## Material to process
+++
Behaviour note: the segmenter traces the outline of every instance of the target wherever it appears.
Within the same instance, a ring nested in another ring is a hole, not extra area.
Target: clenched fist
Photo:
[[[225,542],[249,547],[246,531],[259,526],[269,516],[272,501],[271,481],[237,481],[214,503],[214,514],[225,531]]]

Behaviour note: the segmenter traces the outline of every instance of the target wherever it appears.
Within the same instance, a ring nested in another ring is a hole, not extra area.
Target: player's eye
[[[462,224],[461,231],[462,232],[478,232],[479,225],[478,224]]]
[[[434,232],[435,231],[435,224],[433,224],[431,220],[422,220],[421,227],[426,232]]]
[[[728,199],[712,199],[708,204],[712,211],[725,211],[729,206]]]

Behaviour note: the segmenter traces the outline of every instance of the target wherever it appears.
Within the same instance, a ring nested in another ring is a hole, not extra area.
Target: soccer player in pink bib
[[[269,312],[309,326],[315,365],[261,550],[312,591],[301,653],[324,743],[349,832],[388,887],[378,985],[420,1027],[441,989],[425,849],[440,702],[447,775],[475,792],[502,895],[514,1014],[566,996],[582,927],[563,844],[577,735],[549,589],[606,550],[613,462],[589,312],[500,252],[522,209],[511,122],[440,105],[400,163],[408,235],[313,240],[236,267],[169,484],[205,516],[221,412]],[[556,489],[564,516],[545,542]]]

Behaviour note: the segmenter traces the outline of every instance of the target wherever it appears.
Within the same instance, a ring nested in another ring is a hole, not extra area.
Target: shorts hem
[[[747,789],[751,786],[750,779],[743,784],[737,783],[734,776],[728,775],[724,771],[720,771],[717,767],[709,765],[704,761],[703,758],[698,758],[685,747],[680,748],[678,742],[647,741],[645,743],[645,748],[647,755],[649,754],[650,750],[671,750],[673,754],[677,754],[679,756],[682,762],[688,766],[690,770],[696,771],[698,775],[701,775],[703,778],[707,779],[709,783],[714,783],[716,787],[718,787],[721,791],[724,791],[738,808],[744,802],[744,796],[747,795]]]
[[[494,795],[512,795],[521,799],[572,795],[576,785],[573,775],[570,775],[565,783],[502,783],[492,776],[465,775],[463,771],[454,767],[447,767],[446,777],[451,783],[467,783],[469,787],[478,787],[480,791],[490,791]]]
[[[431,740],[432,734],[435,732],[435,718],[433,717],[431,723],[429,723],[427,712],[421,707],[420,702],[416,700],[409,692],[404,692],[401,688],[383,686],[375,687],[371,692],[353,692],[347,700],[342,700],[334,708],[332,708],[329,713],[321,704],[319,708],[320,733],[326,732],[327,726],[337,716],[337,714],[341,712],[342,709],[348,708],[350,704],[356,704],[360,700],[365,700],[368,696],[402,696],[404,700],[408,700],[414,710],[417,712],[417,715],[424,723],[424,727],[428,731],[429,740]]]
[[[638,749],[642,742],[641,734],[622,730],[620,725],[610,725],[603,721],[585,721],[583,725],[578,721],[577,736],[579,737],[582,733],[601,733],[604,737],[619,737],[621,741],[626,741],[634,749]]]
+++
## Task description
Would you transcribe the entries above exactly as they appear?

## Answer box
Behaviour note: the segmenter traces the outline of every instance of the target wherever it appears.
Within the same instance, a ring nested in another ring is a hole, not extra area.
Target: clenched fist
Photo:
[[[225,542],[249,547],[246,531],[259,526],[269,516],[272,501],[271,481],[237,481],[214,503],[214,514],[225,531]]]

Behaviour note: the segmenter traces the outline of every instance of the target wherever it appears.
Within the same instance, a ring nested in another ring is a hole, not extra area.
Target: player's eye
[[[462,224],[461,231],[462,232],[478,232],[479,225],[478,224]]]
[[[434,232],[435,231],[435,224],[433,224],[431,220],[422,220],[421,227],[426,232]]]
[[[728,199],[712,199],[708,204],[712,211],[725,211],[729,206]]]

Behaviour note: the segmenter traces the outline of every instance of the target wherever it appears.
Within the same instance, a ring nested in another ring is a hole, not extra area.
Target: soccer player in pink bib
[[[269,312],[309,326],[315,365],[261,550],[312,591],[301,653],[324,743],[349,832],[388,887],[378,985],[420,1027],[441,989],[425,849],[440,702],[447,775],[475,792],[502,895],[514,1014],[566,996],[582,927],[563,844],[577,735],[549,589],[606,550],[613,462],[589,312],[500,252],[522,209],[511,122],[440,105],[400,163],[408,235],[313,240],[236,267],[169,484],[205,516],[221,412]],[[556,489],[564,516],[545,542]]]

Behaviour note: the segmenter traces the outline of every instance of the target wherever it appears.
Within the same instance, a ring nested in another ring is a hole, not extra area.
Target: shorts hem
[[[747,789],[751,786],[750,779],[743,784],[737,783],[734,776],[728,775],[724,771],[720,771],[717,767],[709,765],[704,761],[703,758],[698,758],[685,747],[680,748],[678,742],[647,741],[645,743],[645,748],[647,755],[649,754],[650,750],[671,750],[673,754],[677,754],[679,756],[682,762],[688,766],[690,770],[696,771],[698,775],[701,775],[703,778],[707,779],[709,783],[714,783],[716,787],[718,787],[721,791],[724,791],[738,808],[744,802],[744,796],[747,795]]]
[[[494,795],[512,795],[521,799],[572,795],[576,785],[573,775],[570,775],[565,783],[502,783],[492,776],[465,775],[463,771],[454,767],[447,767],[446,777],[451,783],[467,783],[469,787],[478,787],[480,791],[490,791]]]
[[[431,740],[432,734],[435,732],[435,718],[433,717],[431,723],[429,723],[427,712],[421,707],[420,702],[416,700],[409,692],[404,692],[401,688],[383,686],[375,687],[371,692],[353,692],[347,700],[342,700],[334,708],[332,708],[329,713],[321,704],[319,708],[320,733],[326,732],[327,726],[337,716],[337,714],[341,712],[342,709],[348,708],[350,704],[356,704],[360,700],[365,700],[368,696],[402,696],[404,700],[408,700],[414,710],[417,712],[417,715],[424,723],[424,727],[428,731],[429,740]]]
[[[638,749],[642,742],[641,734],[622,730],[620,725],[610,725],[603,721],[585,721],[583,725],[578,721],[577,736],[579,737],[582,733],[601,733],[604,737],[619,737],[621,741],[626,741],[634,749]]]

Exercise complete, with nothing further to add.